### Exercise directions
Return every row below word for word, leaving out the pictures.

### Excerpted data
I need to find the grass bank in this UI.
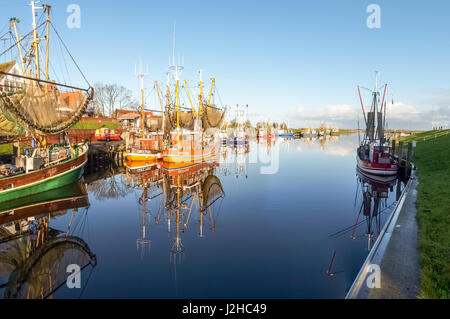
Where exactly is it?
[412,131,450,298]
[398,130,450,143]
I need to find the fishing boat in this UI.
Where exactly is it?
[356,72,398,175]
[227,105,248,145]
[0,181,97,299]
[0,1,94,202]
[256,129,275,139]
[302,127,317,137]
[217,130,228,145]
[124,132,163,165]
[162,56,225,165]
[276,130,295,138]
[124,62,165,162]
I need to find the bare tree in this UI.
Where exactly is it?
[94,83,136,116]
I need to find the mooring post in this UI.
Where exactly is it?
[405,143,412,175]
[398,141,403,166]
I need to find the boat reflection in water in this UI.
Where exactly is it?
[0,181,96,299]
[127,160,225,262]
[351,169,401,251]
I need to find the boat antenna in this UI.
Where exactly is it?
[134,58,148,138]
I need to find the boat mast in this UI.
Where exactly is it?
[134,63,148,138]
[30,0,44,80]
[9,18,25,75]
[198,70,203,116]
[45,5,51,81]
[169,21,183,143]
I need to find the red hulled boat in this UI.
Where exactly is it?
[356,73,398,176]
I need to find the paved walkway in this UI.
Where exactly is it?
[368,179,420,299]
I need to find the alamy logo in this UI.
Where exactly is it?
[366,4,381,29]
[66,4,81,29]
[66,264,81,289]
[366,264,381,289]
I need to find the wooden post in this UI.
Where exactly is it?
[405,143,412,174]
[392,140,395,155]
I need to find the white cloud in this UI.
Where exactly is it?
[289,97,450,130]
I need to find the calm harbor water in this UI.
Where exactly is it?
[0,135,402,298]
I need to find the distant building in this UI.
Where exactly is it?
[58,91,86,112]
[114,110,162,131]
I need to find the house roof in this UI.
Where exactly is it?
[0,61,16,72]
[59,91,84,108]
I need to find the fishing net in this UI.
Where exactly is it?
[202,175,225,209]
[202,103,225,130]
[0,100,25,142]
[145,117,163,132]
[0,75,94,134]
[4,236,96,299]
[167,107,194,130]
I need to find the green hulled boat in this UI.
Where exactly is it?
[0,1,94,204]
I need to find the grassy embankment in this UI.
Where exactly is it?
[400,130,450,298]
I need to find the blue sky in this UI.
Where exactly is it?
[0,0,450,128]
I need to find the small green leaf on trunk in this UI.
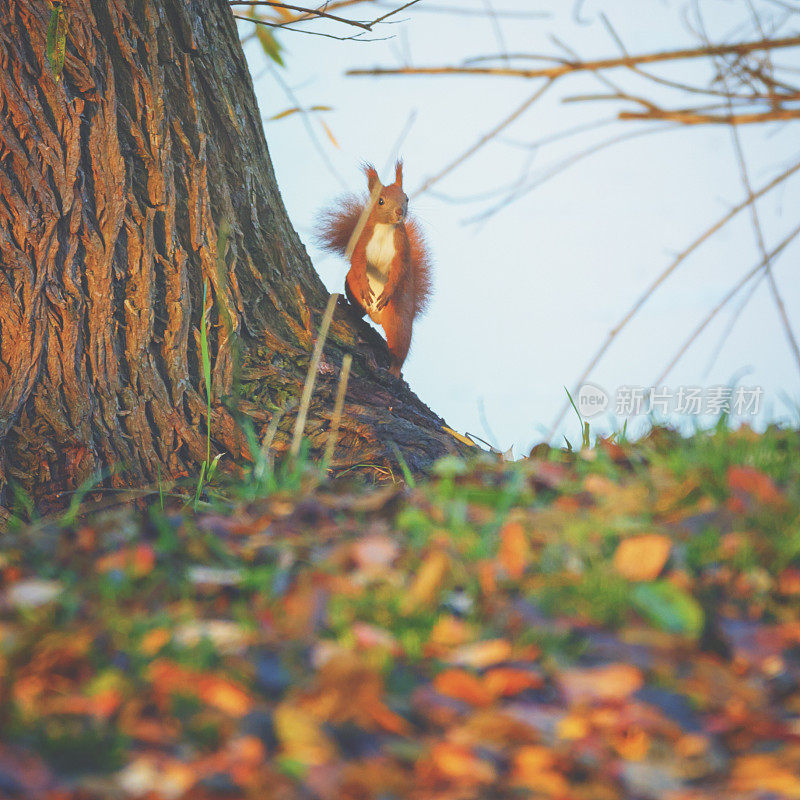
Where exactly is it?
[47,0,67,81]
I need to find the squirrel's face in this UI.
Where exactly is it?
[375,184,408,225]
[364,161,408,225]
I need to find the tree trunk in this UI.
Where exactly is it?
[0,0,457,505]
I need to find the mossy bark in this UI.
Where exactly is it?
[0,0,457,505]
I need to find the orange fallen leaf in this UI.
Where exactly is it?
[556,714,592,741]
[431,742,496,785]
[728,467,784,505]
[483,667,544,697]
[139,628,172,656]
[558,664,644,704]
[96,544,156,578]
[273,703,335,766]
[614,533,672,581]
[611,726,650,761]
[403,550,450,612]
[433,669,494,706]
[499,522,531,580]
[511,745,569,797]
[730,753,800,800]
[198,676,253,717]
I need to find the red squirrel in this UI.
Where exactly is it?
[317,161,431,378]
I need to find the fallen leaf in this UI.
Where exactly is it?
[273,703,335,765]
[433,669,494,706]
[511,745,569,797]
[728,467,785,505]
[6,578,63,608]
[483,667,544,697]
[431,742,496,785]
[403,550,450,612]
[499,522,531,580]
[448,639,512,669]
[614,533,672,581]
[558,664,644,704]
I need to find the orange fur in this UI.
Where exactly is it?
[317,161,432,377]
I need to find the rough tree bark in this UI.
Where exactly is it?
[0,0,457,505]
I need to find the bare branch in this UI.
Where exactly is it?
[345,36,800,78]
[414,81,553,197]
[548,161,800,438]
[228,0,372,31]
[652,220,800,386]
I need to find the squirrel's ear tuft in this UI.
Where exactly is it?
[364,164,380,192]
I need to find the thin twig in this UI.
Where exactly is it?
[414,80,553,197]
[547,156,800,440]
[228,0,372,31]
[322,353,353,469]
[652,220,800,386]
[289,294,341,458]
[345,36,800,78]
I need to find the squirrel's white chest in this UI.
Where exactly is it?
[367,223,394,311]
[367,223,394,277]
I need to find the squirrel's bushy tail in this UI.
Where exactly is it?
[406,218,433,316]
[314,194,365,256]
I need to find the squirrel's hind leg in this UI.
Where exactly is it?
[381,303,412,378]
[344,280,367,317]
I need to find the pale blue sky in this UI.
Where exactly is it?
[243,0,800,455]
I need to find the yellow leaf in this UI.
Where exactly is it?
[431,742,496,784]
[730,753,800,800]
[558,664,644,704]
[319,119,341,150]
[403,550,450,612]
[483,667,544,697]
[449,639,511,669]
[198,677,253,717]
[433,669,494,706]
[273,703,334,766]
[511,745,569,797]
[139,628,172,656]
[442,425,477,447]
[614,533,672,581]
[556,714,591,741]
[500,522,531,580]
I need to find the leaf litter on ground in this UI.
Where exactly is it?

### The reply
I need to find the grass bank in this UI.
Where exactly is it?
[412,131,450,298]
[398,130,450,143]
I need to find the fishing boat in this UI.
Where exactly is it?
[356,72,398,175]
[227,105,248,145]
[0,181,97,299]
[0,1,94,202]
[256,129,275,139]
[302,127,317,137]
[217,130,228,145]
[124,132,163,165]
[162,56,225,165]
[276,130,295,138]
[124,62,165,162]
I need to find the bare tree in this UI.
Where exactly is it?
[94,83,136,116]
I need to find the mooring post in this UI.
Where exactly is it?
[405,143,412,175]
[398,141,403,166]
I need to find the boat reflection in water in this UI.
Where exactly is it?
[0,181,96,299]
[127,160,225,262]
[351,169,401,251]
I need to find the boat antenna in this UI.
Where exactly is it?
[134,58,148,138]
I need to find the boat mast in this UI.
Where exactly is it?
[134,63,148,138]
[30,0,44,80]
[9,18,25,75]
[198,70,203,116]
[45,5,51,81]
[169,21,183,143]
I need to find the red hulled boat in this UI.
Where exactly is it?
[356,73,398,176]
I need to find the paved walkway in this UI.
Where exactly is it?
[368,179,420,299]
I need to find the alamy logo in this UI.
Where exactly is it?
[366,4,381,29]
[66,4,81,29]
[66,264,81,289]
[366,264,381,289]
I need to find the wooden post in this UI.
Where exactly is it?
[405,143,412,174]
[392,140,395,155]
I need to find the white cloud in this UI.
Where exactly is it?
[289,97,450,130]
I need to find the calm harbor water in this UI.
Where exactly is it?
[0,135,402,298]
I need to find the distant building in this UI.
Where exactly is it?
[58,91,86,112]
[114,110,162,131]
I need to find the house roof in this UI.
Where exactly is it?
[0,61,16,72]
[59,91,84,108]
I need to find the fishing net in this UI.
Where exactly is it?
[202,175,225,209]
[202,103,225,130]
[0,100,25,142]
[145,117,163,132]
[0,75,94,134]
[4,236,96,299]
[167,107,194,130]
I need to find the green hulled boat in this UI.
Where exactly is it?
[0,1,94,204]
I need to find the grassy embankment in this UI.
Where exactly is it?
[400,130,450,298]
I need to find the blue sky in this UI.
Where exactly is it?
[0,0,450,128]
I need to find the small green leaf on trunk in this UI.
Where exactly is it?
[47,0,67,81]
I need to find the squirrel's face in this UI.
Where exactly is it?
[375,184,408,225]
[364,161,408,225]
I need to find the tree trunk in this UI.
Where exactly is it?
[0,0,457,505]
I need to find the mossy bark in this UI.
Where exactly is it?
[0,0,457,505]
I need to find the orange fallen leaf in this UI.
Where exactly is it?
[556,714,592,741]
[431,742,496,785]
[728,467,784,505]
[483,667,544,697]
[139,628,172,656]
[558,664,644,704]
[96,544,156,578]
[273,703,335,766]
[614,533,672,581]
[611,726,650,761]
[403,550,450,612]
[433,669,494,706]
[499,522,531,580]
[511,745,569,797]
[730,753,800,800]
[198,676,253,717]
I need to find the red squirrel in this UI.
Where exactly is it?
[317,161,431,378]
I need to find the fallen leaf in this UI.
Where exactly is it?
[273,703,335,765]
[433,669,494,706]
[511,745,569,797]
[728,467,785,505]
[6,578,63,608]
[483,667,544,697]
[431,742,496,785]
[403,550,450,612]
[499,522,531,580]
[448,639,512,669]
[614,533,672,581]
[558,664,644,704]
I need to find the orange fur in this UI.
Where exactly is it?
[317,161,432,377]
I need to find the rough tree bark in this UI.
Where exactly is it?
[0,0,457,505]
I need to find the bare branch in this UI.
Where exactly is it?
[345,36,800,78]
[414,81,553,197]
[548,161,800,438]
[228,0,372,31]
[652,220,800,386]
I need to find the squirrel's ear tuft in this UI.
Where exactly is it?
[364,164,380,192]
I need to find the thin twig in this UI.
Where exactly is it?
[414,80,553,197]
[547,156,800,440]
[228,0,372,31]
[322,353,353,469]
[652,220,800,386]
[289,294,341,458]
[345,36,800,78]
I need to find the squirrel's white chest in this UI.
Where exactly is it?
[367,223,394,311]
[367,223,394,277]
I need to find the squirrel's bushy tail in this UI.
Where exactly is it?
[406,218,433,316]
[314,194,365,256]
I need to find the squirrel's hind leg in this UI.
Where exactly is it?
[381,303,412,378]
[344,280,367,317]
I need to find the pale blue sky in this UI.
Where exactly is it?
[243,0,800,455]
I need to find the yellow leaf in this UI.
Where exactly is it?
[431,742,496,784]
[730,753,800,800]
[558,664,644,704]
[319,119,341,150]
[403,550,450,612]
[483,667,544,697]
[449,639,511,669]
[198,677,253,717]
[433,669,494,706]
[273,703,334,766]
[511,745,569,797]
[139,628,172,656]
[442,425,477,447]
[614,533,672,581]
[556,714,591,741]
[500,522,531,580]
I need to find the leaf litter on ground in this UI.
Where exactly is it?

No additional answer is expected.